→ **Opdracht**
Zet alle regels van de onderstaande lijst om in een genummerde opsomming en laat lege regels weg.

------

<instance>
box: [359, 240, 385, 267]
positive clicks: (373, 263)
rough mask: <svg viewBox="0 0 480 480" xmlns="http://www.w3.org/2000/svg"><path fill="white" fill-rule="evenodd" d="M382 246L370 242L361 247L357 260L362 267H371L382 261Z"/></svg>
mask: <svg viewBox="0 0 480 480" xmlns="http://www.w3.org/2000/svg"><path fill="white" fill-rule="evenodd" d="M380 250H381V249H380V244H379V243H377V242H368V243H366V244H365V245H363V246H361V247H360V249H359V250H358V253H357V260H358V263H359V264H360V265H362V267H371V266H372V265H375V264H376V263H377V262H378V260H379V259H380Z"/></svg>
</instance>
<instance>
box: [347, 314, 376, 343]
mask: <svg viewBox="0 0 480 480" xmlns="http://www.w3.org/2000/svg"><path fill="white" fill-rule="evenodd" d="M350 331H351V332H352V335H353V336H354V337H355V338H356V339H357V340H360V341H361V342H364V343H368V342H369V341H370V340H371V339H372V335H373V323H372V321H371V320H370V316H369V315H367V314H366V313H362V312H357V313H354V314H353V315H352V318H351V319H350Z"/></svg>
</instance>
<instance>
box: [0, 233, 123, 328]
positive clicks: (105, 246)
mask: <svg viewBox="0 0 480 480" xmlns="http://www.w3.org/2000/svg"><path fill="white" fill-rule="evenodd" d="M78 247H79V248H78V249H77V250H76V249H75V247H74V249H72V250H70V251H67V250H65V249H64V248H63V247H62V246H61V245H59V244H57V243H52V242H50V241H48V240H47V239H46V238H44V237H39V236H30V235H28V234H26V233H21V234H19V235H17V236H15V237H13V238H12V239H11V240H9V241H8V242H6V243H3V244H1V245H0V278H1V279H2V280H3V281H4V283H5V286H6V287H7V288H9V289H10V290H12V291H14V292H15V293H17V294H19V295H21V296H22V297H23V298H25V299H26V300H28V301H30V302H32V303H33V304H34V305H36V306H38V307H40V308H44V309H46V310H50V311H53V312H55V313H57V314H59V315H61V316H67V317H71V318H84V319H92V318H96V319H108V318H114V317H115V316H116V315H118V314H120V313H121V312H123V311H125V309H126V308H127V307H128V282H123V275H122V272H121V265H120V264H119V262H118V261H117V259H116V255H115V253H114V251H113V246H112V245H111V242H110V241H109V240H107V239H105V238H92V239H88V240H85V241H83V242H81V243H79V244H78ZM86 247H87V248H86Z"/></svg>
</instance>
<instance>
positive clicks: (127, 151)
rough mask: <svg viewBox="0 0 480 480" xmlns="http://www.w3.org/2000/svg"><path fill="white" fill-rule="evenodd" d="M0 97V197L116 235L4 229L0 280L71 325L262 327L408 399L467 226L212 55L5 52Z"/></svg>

------

→ **Uitgewerkte oplossing**
1. <instance>
2. box: [359, 240, 385, 267]
3. positive clicks: (373, 263)
4. rough mask: <svg viewBox="0 0 480 480" xmlns="http://www.w3.org/2000/svg"><path fill="white" fill-rule="evenodd" d="M382 246L370 242L361 247L357 260L362 267H371L382 261Z"/></svg>
5. mask: <svg viewBox="0 0 480 480" xmlns="http://www.w3.org/2000/svg"><path fill="white" fill-rule="evenodd" d="M380 250H381V249H380V244H379V243H377V242H368V243H366V244H365V245H363V246H361V247H360V249H359V250H358V253H357V260H358V263H359V264H360V265H362V267H371V266H372V265H375V264H376V263H377V262H378V260H379V259H380Z"/></svg>
6. </instance>
7. <instance>
8. box: [347, 314, 376, 343]
9. mask: <svg viewBox="0 0 480 480" xmlns="http://www.w3.org/2000/svg"><path fill="white" fill-rule="evenodd" d="M350 331H351V332H352V335H353V336H354V337H355V338H356V339H357V340H360V341H361V342H364V343H368V342H369V341H370V340H371V339H372V335H373V323H372V321H371V320H370V316H369V315H367V314H366V313H362V312H357V313H354V314H353V315H352V318H351V319H350Z"/></svg>
10. </instance>
11. <instance>
12. box: [0, 233, 123, 328]
13. positive clicks: (105, 246)
14. mask: <svg viewBox="0 0 480 480" xmlns="http://www.w3.org/2000/svg"><path fill="white" fill-rule="evenodd" d="M78 247H79V248H78V249H77V250H76V249H75V247H74V249H72V250H70V251H67V250H65V249H64V248H63V247H62V246H61V245H59V244H57V243H52V242H50V241H48V240H47V239H46V238H44V237H39V236H30V235H28V234H26V233H21V234H19V235H17V236H15V237H13V238H12V239H11V240H9V241H8V242H6V243H3V244H1V245H0V278H1V279H2V280H3V281H4V283H5V286H6V287H7V288H9V289H10V290H12V291H14V292H15V293H17V294H19V295H21V296H22V297H23V298H25V299H26V300H28V301H30V302H32V303H33V304H34V305H36V306H38V307H40V308H44V309H46V310H50V311H53V312H55V313H57V314H59V315H61V316H67V317H71V318H84V319H92V318H96V319H108V318H114V317H115V316H116V315H118V314H120V313H121V312H123V311H125V309H126V308H127V307H128V282H123V275H122V272H121V265H120V264H119V262H118V261H117V259H116V255H115V253H114V251H113V246H112V245H111V242H110V241H109V240H107V239H105V238H92V239H88V240H85V241H83V242H81V243H79V244H78ZM86 247H87V248H86Z"/></svg>
15. </instance>
16. <instance>
17. positive clicks: (127, 151)
18. rough mask: <svg viewBox="0 0 480 480" xmlns="http://www.w3.org/2000/svg"><path fill="white" fill-rule="evenodd" d="M0 97V197L116 235L4 229L0 280L71 325L262 327L408 399L467 226L212 55L5 52Z"/></svg>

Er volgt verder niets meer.